BRIEF
Please rewrite everything from the start of the material down to the line containing "box: [0, 142, 443, 293]", swapping "conclude" for "end" and changing nothing else.

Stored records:
________________________________________
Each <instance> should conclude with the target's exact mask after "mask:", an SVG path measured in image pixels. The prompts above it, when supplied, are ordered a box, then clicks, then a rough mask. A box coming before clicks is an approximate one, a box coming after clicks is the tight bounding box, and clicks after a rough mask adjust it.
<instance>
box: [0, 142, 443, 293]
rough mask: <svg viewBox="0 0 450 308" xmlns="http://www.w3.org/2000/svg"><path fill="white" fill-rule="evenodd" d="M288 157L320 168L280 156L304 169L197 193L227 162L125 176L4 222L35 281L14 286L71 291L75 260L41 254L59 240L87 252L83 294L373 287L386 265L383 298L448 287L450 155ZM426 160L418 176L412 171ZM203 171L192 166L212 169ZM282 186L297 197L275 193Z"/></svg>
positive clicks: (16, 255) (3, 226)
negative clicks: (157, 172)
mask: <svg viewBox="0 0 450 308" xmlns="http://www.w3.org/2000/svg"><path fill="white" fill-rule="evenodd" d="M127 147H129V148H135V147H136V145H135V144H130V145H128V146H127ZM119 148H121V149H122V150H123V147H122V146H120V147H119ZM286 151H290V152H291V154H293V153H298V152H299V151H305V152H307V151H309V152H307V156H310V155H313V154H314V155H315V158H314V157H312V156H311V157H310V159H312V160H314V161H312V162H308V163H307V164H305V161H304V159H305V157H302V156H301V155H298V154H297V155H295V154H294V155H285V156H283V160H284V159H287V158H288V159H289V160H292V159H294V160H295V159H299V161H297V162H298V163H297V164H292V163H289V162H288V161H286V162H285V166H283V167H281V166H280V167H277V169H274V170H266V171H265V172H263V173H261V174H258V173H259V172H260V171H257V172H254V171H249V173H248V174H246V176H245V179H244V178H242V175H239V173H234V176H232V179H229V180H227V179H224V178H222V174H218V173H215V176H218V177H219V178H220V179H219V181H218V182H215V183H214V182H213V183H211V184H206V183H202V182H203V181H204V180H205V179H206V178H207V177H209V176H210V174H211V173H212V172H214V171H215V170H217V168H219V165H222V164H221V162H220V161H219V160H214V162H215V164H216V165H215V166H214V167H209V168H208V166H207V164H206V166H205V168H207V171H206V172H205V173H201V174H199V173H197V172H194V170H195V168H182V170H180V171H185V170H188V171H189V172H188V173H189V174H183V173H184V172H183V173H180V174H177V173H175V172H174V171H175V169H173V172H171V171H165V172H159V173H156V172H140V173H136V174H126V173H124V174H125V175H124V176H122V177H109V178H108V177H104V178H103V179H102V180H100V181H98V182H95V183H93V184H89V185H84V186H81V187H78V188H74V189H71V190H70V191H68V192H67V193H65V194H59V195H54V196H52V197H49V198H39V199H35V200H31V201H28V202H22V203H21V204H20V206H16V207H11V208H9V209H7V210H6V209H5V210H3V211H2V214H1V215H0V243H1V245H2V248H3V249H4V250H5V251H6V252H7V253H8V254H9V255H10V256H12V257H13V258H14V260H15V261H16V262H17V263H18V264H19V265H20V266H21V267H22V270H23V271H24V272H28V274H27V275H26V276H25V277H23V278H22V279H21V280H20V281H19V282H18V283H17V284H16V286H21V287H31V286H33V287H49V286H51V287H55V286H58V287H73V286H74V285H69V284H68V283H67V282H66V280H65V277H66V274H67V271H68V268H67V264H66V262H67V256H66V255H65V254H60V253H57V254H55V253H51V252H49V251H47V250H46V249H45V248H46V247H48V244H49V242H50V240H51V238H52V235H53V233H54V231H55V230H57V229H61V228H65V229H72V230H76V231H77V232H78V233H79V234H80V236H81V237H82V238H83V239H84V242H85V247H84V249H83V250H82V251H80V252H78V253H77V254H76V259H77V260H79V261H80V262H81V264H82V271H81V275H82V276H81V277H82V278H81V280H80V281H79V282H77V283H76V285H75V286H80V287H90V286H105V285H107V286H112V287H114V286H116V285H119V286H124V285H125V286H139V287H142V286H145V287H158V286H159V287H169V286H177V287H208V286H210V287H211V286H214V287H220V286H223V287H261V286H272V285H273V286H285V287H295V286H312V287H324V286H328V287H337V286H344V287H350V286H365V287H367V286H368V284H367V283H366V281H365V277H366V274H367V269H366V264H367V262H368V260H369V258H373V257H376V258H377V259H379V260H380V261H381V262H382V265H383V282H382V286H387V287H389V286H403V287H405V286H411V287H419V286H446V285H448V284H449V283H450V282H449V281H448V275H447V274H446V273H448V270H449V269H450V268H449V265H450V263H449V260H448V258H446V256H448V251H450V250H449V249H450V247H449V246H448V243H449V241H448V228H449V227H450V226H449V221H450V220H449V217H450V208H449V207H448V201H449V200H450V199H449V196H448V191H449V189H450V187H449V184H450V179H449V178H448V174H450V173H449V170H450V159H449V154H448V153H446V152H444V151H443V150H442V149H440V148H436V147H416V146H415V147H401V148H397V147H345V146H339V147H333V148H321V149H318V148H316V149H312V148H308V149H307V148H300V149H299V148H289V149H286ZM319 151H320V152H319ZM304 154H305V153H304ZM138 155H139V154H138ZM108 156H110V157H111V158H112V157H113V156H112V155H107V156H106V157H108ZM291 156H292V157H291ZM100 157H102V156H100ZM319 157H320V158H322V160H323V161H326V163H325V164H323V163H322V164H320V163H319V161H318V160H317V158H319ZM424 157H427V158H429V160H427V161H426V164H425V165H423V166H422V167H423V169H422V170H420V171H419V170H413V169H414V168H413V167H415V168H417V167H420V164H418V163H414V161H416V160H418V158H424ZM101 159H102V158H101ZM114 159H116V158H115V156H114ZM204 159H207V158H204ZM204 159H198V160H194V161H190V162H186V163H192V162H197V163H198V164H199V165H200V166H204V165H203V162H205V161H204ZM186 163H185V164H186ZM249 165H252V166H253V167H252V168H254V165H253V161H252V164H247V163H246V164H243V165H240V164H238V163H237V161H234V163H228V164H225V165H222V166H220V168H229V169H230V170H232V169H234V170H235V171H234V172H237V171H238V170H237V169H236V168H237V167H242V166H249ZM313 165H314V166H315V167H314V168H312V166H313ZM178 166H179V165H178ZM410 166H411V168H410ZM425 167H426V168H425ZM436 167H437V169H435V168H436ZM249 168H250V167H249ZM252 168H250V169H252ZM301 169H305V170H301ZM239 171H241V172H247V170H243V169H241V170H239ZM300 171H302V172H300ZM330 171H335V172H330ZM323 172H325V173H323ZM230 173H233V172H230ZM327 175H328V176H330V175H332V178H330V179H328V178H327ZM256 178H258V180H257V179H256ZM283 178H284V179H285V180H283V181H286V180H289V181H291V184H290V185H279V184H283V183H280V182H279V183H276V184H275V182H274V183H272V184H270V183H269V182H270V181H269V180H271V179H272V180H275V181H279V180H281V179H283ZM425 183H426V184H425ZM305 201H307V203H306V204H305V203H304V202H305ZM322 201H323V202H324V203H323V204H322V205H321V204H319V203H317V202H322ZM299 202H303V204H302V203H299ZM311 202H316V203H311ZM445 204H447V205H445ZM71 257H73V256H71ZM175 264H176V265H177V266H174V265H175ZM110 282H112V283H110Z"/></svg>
________________________________________
ANSWER FOR THE TASK
Each <instance> should end with the target's exact mask after "mask:", an SVG path measured in image pixels. The prompts above it, when supplied, are ordered a box, then clicks, then a rough mask. A box coming before clicks is an approximate one, a box coming after clicks is the tight bounding box, and clicks after a rough mask adjust it.
<instance>
box: [0, 142, 443, 293]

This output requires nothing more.